**DATASET**
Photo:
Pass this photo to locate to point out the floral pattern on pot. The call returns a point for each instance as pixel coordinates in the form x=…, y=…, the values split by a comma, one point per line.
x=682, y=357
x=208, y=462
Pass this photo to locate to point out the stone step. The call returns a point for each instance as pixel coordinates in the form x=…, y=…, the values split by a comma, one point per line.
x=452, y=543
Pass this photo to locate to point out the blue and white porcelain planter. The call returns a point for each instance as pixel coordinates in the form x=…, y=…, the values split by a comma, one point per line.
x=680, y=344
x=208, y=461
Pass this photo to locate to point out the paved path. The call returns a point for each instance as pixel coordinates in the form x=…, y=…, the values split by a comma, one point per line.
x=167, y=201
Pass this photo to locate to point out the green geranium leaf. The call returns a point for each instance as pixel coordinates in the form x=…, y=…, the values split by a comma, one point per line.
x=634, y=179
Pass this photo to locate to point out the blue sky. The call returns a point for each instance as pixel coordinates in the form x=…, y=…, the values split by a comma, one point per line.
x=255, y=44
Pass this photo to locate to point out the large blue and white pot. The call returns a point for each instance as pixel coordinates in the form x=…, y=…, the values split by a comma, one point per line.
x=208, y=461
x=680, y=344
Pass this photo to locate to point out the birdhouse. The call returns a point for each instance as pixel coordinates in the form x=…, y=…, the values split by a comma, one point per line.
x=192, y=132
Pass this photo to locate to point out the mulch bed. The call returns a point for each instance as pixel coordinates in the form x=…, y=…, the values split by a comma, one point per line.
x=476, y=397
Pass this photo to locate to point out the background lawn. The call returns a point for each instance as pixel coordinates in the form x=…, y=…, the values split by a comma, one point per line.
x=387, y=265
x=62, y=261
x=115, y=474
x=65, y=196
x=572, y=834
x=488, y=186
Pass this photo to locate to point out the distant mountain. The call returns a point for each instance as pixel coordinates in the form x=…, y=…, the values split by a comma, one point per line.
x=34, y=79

**TASK DESCRIPTION**
Retype exactly the line with "Pass this photo to locate to point out the distant" and each line after it until the records end, and include no other line.

**REPLY**
Pass this photo to locate to point out the distant mountain. The call returns a point for each instance as pixel coordinates in the form x=…, y=…, the values split by a comma, one point per line.
x=34, y=79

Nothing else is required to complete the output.